Point labeling dataset excerpts
··········
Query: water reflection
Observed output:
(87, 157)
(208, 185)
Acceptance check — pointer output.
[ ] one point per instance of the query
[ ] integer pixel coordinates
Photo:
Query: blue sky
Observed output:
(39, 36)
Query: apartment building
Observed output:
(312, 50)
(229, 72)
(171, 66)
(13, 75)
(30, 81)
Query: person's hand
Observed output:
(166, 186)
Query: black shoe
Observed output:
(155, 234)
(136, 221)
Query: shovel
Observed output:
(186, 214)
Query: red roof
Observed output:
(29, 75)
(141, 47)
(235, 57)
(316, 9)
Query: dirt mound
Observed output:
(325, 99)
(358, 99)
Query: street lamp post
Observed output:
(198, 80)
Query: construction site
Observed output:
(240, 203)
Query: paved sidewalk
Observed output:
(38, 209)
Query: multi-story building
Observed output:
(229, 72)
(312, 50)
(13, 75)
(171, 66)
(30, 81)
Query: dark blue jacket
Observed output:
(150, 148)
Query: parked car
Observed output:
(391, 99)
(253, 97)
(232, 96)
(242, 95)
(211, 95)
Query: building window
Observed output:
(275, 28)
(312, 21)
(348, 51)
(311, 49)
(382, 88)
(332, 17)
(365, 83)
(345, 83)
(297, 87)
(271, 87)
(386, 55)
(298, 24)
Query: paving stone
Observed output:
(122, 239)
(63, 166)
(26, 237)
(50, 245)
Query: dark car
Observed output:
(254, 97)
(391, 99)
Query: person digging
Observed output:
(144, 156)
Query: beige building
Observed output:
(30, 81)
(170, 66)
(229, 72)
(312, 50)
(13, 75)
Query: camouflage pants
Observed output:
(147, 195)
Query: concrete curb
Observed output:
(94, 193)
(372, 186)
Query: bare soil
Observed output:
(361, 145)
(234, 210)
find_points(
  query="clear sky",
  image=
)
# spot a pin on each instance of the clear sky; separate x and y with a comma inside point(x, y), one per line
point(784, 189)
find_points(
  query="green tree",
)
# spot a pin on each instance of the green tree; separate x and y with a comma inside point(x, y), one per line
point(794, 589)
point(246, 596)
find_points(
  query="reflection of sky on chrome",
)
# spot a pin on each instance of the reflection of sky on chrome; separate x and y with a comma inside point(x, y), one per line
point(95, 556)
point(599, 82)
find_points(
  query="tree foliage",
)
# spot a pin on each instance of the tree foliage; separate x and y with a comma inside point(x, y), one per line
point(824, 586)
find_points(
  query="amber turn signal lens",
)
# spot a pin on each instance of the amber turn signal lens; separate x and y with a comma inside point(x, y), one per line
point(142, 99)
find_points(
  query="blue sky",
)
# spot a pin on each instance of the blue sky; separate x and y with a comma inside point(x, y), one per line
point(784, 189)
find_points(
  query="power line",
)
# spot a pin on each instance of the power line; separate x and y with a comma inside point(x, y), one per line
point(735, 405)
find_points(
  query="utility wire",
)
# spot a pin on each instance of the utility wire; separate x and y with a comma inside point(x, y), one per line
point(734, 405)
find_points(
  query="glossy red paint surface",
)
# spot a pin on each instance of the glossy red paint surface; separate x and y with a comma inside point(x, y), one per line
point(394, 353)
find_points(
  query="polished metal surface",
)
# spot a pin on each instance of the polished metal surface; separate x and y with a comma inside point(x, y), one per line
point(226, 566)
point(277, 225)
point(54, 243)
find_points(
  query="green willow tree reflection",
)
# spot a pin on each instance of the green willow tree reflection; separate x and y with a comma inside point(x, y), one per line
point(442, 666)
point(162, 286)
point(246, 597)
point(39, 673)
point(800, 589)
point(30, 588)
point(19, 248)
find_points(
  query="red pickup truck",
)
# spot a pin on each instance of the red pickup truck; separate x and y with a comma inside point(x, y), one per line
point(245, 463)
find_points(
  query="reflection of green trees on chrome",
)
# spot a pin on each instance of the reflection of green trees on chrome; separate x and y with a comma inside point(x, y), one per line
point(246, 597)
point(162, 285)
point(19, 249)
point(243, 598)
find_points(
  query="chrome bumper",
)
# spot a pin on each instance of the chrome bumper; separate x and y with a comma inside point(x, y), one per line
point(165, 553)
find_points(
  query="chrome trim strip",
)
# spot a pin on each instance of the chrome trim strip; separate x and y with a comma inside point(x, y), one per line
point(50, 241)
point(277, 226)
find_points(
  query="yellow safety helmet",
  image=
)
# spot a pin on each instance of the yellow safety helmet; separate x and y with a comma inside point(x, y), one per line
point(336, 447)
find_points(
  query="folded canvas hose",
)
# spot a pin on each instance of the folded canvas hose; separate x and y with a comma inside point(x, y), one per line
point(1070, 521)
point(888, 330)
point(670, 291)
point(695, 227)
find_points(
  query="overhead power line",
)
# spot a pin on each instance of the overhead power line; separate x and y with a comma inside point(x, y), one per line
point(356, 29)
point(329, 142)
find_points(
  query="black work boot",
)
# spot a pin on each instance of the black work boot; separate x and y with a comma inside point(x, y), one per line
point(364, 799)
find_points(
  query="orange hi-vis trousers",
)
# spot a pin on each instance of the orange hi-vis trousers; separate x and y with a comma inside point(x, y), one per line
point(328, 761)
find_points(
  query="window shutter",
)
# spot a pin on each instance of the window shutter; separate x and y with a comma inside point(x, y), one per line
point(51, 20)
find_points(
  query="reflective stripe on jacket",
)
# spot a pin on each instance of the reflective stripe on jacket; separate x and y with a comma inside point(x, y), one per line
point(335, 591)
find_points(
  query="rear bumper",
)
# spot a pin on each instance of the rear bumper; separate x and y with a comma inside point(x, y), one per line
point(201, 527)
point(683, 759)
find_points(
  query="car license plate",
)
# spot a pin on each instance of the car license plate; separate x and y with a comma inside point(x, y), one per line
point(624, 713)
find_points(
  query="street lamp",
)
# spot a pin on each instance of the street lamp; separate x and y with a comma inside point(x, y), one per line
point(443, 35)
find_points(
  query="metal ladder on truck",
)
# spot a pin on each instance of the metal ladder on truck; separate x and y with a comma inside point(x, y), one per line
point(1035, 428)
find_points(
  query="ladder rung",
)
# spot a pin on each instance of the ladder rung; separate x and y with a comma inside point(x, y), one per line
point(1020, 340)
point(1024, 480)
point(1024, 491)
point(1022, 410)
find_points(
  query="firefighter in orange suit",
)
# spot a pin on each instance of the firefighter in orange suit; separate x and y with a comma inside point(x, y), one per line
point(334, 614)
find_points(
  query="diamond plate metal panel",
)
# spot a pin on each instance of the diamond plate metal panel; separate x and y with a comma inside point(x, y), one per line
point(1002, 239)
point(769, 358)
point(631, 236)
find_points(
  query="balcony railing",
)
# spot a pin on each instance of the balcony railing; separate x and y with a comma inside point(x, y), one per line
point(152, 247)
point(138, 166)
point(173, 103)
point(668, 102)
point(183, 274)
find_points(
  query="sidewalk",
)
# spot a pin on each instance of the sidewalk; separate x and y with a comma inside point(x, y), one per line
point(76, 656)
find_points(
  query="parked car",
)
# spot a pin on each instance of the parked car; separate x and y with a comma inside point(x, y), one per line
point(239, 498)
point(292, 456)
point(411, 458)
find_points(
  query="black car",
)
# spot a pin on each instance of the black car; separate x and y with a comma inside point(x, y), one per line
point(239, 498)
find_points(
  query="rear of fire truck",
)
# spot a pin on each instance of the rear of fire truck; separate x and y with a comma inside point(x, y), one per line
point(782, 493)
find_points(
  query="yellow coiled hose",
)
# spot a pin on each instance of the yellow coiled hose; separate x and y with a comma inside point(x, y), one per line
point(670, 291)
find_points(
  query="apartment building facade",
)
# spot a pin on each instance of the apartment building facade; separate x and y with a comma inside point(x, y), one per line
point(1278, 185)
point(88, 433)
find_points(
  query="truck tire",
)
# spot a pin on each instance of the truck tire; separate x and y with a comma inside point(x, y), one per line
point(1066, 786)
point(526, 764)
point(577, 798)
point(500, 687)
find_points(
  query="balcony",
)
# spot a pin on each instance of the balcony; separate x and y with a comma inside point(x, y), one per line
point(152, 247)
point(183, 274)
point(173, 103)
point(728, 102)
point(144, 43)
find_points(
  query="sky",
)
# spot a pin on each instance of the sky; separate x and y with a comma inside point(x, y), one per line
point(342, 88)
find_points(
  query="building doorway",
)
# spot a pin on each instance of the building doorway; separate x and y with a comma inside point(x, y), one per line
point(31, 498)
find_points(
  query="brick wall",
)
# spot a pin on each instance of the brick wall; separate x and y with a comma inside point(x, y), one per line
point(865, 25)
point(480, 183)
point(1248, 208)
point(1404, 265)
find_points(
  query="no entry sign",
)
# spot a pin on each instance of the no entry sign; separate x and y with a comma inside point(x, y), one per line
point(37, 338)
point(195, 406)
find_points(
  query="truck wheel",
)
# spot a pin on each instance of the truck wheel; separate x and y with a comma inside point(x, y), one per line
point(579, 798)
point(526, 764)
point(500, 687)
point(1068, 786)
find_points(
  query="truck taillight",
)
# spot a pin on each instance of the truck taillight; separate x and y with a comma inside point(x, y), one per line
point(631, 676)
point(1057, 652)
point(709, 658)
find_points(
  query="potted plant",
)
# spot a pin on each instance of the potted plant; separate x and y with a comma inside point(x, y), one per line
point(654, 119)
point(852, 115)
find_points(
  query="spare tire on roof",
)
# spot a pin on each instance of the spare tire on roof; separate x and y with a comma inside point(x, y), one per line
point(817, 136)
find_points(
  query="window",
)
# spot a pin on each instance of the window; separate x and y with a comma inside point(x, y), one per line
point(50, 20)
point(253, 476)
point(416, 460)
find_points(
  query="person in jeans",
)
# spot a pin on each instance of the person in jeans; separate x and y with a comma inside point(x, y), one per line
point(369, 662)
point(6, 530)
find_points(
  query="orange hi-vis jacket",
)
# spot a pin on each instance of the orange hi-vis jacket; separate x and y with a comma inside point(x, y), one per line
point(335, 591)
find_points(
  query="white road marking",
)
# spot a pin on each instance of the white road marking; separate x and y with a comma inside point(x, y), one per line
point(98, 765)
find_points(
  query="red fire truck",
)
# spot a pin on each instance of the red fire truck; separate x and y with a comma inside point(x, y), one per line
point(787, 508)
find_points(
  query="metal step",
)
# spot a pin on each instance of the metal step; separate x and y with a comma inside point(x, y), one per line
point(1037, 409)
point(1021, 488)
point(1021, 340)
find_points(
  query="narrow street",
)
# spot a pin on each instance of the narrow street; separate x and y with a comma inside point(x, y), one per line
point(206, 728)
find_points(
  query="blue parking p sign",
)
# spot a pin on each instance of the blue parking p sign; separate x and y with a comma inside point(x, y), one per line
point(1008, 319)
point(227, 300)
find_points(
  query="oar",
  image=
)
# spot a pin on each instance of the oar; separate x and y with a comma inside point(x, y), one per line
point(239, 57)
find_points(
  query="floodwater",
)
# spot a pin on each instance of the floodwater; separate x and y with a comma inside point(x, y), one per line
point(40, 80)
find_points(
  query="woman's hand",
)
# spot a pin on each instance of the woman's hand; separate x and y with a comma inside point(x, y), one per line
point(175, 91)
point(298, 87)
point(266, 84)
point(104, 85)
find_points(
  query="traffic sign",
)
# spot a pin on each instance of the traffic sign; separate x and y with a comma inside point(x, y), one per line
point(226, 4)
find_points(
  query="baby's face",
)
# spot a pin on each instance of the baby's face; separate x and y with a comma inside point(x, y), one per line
··········
(EXERCISE TASK):
Turn the lines of the records from the line with "Query: beige building" up to and including the line with "point(246, 596)" into a numbered list, leaving out any blank lines.

(TASK RESULT):
1. Query: beige building
2. Observed output:
3. (30, 81)
4. (170, 66)
5. (229, 72)
6. (312, 50)
7. (13, 75)
8. Query: camouflage pants
9. Observed output:
10. (147, 195)
11. Query: concrete curb
12. Observed output:
13. (94, 193)
14. (372, 186)
15. Query: bare soil
16. Observed output:
17. (361, 145)
18. (234, 210)
19. find_points(
20.   query="clear sky",
21.   image=
22. )
23. # spot a pin on each instance of the clear sky; separate x and y with a comma inside point(x, y), one per line
24. point(784, 189)
25. find_points(
26.   query="green tree",
27. )
28. # spot a pin on each instance of the green tree; separate x and y with a comma inside point(x, y), one per line
29. point(794, 589)
30. point(246, 596)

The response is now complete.